_AVAILABLE RECORDS:_
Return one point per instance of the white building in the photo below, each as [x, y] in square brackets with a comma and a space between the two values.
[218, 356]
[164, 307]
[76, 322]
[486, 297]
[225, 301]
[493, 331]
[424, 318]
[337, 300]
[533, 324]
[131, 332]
* * *
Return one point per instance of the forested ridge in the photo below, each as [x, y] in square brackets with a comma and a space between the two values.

_EXERCISE:_ Locate every line in the material above that contains the word "photo", and copy each of those lines in full.

_PROBLEM SOLUTION:_
Return one point per instance of the white building in the photo below, each as [x, y] in square brackets with a comma and a space between the two values.
Return one point per instance of the forested ridge in the photo below, each as [x, y] in square brackets with a comma and a space between the two values.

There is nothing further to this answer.